* _Source excerpt_:
Left for dead after last May’s election, which saw them relegated to third-party status for the first time since Confederation, the federal Liberals pulled themselves together to stage a remarkable policy convention in Ottawa in mid-January. More than 3,400 Liberals from across Canada paid their own travel and accommodation costs, and got themselves to Ottawa in the middle of a snowstorm.

Far from abandoning the Liberal Party, they were rallying to its side. They didn’t look like a third party, and they didn’t act like one. They acted like a party on the move. The new Ottawa Congress Centre was bursting with energy. In the breakouts and plenary sessions, there was no shortage of ideas. There was a closely run race for the party presidency, and a rousing closing keynote by Interim Leader Bob Rae, which we run here as a Verbatim to lead off our cover thematic on the Liberal revival.

To begin, we hear an articulate voice from the next generation, Zach Paikin, a McGill University student who ran for national policy chair of the Liberal Party. He writes that the Liberal Party “must develop a vision for increasing government revenue and reducing expenditures so that our country obtains the fiscal capacity to weather the storm.”

Brian Bohunicky, who was Michael Ignatieff’s policy director, sees the successful January convention as the first step in a steep climb. He writes that third-party status actually offers the Liberals the opportunity to play the long game “with courage and creativity.”

* _Directions_:
Answer the following questions using the passage on the Liberal convention:
(a) How many Liberals attended the policy convention in Ottawa?
(b) At which university is Zach Paikin a student?
(c) For whom did Brian Bohunicky serve as policy director?

Excerpt from a dataset
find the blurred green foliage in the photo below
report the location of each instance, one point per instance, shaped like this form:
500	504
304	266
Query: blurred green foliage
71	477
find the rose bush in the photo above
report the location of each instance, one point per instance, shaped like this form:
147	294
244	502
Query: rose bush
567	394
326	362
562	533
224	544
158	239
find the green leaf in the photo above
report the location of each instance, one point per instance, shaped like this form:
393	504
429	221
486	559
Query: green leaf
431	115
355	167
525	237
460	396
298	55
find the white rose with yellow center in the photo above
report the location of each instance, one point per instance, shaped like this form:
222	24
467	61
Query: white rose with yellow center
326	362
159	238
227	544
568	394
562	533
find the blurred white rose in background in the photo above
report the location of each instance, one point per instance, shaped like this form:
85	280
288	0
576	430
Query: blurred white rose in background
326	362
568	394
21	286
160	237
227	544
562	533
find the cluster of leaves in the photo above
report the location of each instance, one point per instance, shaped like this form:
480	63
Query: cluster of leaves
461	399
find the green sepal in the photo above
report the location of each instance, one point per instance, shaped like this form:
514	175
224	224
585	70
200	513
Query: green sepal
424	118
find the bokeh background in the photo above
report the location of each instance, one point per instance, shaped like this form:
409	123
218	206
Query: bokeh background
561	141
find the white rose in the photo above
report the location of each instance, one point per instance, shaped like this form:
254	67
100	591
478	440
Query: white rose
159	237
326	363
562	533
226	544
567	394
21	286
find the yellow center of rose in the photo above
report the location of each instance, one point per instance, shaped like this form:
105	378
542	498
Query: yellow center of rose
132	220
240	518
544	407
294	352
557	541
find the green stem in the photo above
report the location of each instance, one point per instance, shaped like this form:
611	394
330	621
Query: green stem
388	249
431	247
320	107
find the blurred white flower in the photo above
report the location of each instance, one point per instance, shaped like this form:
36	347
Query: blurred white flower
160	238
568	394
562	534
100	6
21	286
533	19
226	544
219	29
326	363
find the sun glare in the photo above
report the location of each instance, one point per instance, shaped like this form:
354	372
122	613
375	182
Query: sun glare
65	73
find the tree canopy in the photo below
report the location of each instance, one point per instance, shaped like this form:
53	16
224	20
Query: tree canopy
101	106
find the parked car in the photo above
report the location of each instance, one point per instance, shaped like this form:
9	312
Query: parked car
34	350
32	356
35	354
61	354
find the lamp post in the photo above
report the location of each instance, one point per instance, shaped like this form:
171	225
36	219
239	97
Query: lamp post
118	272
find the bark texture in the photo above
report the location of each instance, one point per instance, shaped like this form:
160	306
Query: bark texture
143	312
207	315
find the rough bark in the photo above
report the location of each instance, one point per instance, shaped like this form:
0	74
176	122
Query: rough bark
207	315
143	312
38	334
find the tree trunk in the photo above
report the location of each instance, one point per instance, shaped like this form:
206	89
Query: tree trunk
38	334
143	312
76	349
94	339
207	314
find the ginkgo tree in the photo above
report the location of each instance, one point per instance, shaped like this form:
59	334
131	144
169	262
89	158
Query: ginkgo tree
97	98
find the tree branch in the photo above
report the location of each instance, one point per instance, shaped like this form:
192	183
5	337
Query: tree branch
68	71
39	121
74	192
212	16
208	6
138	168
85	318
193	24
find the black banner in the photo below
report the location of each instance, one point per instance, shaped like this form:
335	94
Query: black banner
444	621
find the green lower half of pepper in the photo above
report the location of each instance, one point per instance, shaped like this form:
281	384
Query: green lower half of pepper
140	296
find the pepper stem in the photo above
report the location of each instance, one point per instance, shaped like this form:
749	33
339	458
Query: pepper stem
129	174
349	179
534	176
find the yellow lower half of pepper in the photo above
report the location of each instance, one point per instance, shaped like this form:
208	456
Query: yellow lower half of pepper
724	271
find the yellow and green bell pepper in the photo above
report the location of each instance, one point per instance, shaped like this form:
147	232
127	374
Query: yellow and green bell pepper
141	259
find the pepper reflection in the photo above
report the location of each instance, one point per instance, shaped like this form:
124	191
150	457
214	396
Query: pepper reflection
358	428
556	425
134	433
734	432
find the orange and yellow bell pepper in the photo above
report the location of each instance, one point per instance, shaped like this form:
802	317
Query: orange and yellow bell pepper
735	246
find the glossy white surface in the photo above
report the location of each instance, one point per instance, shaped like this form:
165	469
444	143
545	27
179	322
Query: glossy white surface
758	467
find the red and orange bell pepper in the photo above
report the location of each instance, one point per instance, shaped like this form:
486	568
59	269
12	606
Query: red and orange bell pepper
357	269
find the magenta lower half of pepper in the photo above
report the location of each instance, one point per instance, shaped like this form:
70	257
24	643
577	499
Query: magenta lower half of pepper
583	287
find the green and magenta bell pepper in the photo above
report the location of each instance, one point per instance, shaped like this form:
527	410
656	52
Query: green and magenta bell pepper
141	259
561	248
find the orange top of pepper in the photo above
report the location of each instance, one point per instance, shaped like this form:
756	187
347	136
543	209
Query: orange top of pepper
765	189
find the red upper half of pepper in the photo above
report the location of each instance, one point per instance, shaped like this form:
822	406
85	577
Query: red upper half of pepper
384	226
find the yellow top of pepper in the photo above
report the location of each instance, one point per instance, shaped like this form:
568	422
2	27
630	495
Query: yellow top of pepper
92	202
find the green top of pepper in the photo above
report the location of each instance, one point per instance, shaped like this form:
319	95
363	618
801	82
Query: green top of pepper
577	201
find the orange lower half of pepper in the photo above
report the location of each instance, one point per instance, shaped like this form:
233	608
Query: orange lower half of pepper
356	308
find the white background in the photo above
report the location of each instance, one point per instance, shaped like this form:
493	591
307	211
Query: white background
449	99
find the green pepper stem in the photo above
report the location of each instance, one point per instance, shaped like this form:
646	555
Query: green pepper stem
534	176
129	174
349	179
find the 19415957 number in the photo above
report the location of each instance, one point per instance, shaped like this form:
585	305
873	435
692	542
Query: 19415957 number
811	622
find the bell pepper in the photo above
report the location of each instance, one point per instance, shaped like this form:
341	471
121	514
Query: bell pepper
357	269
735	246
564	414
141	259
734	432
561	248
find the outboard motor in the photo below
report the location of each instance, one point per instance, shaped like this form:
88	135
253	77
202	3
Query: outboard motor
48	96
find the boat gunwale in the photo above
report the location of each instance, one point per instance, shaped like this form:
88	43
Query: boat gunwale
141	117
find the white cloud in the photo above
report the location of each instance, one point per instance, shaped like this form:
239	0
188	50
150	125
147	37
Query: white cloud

* _Complete output_:
(a) More than 3,400
(b) McGill University
(c) Michael Ignatieff